## TASK
Reproduce word for word the part of the listing below that opens with the line containing "Every instance of the distant mountain" and closes with the line containing "[[486, 101]]", including both of those lines.

## EXTRACTED MATERIAL
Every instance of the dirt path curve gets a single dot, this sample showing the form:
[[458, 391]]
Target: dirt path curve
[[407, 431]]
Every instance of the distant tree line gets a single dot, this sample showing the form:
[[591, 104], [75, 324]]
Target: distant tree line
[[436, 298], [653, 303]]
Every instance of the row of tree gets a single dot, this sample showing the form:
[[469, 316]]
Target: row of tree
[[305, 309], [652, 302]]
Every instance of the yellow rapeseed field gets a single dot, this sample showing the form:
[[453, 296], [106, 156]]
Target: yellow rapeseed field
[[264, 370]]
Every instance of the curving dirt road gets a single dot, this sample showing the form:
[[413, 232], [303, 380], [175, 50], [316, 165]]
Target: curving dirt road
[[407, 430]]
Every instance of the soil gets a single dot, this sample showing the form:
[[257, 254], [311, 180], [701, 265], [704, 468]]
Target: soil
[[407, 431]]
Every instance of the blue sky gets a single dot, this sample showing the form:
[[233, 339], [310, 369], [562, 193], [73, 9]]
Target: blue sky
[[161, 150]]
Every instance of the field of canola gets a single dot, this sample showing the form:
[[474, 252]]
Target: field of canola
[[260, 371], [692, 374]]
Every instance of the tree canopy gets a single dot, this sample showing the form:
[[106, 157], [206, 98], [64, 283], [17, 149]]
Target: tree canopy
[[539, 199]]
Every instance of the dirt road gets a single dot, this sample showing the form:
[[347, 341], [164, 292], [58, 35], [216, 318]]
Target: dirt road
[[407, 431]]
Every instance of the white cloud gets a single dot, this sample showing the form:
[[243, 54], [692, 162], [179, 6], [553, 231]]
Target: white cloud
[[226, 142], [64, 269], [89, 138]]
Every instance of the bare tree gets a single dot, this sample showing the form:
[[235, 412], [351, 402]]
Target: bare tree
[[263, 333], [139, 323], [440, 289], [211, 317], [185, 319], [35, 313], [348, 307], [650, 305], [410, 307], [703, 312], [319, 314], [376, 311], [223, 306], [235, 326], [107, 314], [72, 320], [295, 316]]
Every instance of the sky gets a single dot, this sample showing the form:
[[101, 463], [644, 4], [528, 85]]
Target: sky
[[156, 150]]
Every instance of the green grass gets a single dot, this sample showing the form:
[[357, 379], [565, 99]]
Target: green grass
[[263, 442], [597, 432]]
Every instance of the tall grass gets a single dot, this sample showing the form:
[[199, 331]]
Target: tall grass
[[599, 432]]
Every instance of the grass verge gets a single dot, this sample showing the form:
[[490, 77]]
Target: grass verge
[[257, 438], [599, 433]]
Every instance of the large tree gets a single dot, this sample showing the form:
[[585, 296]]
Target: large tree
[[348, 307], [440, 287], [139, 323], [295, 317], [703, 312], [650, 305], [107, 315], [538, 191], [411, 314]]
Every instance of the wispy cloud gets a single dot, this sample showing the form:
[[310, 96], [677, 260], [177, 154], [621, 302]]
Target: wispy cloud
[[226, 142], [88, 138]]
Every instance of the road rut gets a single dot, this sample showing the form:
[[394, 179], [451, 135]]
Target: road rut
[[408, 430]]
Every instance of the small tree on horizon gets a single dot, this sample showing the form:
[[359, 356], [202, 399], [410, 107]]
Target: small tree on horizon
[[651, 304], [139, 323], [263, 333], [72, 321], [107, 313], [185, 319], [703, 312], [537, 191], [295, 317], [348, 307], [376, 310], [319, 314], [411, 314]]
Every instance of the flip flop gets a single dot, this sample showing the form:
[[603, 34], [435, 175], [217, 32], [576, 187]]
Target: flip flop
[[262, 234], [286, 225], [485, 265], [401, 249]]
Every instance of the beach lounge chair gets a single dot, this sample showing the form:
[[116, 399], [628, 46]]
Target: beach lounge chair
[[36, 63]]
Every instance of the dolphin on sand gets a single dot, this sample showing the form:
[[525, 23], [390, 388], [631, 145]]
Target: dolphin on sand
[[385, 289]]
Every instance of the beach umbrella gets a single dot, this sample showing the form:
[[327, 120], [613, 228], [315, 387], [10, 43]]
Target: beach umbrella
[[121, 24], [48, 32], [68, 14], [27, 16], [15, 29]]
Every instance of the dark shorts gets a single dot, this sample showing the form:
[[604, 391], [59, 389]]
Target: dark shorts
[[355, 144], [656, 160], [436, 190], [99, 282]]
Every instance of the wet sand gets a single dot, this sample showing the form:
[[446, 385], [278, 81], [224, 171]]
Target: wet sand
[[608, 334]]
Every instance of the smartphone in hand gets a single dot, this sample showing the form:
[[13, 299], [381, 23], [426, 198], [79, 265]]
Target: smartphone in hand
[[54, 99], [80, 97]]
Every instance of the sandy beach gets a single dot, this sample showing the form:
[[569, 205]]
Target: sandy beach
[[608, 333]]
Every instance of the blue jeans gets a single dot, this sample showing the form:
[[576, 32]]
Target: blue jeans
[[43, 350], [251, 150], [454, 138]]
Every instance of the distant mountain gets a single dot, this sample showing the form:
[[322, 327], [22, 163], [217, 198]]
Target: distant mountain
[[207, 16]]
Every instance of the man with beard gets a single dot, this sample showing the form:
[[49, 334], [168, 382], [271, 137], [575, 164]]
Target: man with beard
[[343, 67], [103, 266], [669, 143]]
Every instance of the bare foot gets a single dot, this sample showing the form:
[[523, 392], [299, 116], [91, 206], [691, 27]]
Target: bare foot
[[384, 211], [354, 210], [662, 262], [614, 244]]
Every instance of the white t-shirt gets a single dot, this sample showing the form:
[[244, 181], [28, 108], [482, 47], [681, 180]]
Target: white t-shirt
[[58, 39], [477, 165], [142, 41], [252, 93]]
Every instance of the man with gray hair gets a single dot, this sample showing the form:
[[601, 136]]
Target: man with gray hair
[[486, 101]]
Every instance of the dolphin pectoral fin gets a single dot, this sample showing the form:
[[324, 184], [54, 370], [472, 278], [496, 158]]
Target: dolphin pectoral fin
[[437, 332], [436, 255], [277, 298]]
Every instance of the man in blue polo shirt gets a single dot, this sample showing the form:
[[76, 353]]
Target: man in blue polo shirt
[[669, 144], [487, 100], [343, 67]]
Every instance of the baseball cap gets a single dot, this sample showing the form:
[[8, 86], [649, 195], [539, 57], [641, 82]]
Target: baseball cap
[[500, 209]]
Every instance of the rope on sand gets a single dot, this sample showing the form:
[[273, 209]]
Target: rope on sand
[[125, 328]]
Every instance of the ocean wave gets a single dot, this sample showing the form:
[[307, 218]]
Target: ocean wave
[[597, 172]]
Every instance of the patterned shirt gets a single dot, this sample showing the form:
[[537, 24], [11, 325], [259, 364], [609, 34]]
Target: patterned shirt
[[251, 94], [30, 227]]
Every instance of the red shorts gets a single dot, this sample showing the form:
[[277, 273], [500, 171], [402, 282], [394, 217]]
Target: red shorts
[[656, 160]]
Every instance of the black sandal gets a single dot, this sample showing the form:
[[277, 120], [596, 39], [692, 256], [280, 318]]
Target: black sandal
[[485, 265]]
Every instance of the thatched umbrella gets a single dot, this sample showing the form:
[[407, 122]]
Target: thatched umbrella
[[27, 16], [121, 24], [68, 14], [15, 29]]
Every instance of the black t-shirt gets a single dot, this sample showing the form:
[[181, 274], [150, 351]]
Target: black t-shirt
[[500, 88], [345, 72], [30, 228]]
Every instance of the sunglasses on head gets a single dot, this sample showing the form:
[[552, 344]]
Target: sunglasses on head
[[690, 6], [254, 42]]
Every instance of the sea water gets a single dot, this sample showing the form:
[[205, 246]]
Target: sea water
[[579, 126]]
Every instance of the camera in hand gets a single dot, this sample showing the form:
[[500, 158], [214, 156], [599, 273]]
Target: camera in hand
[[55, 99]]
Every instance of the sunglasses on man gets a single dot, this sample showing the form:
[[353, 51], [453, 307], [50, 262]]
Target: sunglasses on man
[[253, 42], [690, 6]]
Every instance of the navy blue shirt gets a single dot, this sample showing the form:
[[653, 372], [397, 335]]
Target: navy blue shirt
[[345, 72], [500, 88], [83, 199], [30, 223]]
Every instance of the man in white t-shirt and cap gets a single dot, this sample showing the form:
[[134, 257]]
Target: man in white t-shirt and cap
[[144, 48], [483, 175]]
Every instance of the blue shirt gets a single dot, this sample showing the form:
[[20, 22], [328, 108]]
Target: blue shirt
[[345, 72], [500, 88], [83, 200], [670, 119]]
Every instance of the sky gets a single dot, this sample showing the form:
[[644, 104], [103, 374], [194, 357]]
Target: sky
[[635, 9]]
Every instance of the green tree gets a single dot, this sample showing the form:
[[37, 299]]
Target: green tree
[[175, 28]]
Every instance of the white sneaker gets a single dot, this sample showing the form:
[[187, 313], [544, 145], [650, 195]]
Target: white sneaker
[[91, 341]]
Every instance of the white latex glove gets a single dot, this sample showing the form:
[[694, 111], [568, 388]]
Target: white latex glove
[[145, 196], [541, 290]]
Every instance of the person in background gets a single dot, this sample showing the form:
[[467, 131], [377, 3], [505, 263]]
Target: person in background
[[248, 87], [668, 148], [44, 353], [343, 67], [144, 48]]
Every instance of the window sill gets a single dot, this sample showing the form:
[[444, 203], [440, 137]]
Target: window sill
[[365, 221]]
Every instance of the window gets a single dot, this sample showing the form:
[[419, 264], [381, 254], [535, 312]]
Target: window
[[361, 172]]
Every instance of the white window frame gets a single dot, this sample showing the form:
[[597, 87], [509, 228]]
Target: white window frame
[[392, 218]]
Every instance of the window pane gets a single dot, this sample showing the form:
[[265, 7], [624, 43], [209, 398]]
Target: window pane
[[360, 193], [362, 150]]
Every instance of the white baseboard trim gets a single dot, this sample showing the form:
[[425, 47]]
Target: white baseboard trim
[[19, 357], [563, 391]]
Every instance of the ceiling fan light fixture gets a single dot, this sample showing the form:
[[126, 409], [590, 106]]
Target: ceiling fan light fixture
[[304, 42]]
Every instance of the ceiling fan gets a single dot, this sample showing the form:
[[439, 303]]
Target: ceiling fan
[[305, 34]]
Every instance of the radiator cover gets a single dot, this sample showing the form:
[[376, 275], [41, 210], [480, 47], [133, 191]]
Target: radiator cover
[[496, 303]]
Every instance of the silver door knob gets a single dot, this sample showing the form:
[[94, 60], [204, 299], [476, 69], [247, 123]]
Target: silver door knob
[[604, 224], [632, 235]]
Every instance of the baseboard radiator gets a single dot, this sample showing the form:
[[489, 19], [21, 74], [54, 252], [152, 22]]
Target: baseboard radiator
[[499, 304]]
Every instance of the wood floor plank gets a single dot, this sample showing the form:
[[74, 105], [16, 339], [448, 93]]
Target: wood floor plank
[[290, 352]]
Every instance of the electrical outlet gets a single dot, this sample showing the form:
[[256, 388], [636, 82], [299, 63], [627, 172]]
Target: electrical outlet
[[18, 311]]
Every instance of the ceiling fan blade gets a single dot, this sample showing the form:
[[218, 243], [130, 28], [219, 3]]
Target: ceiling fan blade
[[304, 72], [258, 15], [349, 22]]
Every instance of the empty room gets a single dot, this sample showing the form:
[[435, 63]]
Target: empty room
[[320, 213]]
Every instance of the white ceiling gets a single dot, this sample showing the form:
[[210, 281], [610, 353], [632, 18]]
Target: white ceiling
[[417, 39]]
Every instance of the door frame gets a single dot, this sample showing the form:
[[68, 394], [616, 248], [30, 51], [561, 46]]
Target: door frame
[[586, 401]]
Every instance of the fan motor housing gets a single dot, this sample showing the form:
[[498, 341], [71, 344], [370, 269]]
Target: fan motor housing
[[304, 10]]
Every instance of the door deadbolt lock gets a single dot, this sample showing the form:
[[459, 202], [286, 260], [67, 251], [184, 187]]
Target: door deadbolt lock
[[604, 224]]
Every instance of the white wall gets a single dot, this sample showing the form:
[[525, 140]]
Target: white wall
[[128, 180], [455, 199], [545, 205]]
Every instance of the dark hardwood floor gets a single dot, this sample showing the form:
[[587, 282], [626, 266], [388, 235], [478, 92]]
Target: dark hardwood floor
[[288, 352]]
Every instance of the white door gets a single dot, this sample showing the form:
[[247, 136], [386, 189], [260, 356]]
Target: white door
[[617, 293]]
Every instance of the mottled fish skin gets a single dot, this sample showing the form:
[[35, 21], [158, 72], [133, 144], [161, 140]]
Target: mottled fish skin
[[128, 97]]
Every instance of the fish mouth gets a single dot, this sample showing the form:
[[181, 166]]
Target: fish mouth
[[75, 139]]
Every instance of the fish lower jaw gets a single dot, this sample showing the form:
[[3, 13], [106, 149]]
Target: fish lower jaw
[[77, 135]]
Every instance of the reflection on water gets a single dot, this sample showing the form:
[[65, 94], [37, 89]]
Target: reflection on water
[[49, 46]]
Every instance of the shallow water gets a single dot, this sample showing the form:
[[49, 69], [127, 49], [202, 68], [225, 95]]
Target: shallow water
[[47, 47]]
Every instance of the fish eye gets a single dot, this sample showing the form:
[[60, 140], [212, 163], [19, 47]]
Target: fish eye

## RIGHT ANSWER
Every instance of the distant mountain gets a single dot, this sample showing the form:
[[322, 327], [22, 163], [217, 198]]
Target: distant mountain
[[207, 16]]
Every instance of the man with beard gets a single dot, this sample showing the form:
[[49, 334], [168, 382], [271, 137], [575, 164]]
Target: man with beard
[[343, 67], [103, 266], [669, 143]]
Every instance of the bare foot gets a single dot, this sample showing the form:
[[523, 392], [299, 116], [91, 206], [691, 27]]
Target: bare foot
[[384, 211], [354, 210], [662, 262], [614, 244]]
Every instance of the white t-shirt gets a single dot, this sample showing the form:
[[244, 181], [28, 108], [482, 47], [681, 180]]
Target: white t-shirt
[[58, 39], [477, 165], [142, 41], [252, 93]]
Every instance of the man with gray hair gets a single dot, this sample showing the form:
[[601, 136]]
Target: man with gray hair
[[486, 101]]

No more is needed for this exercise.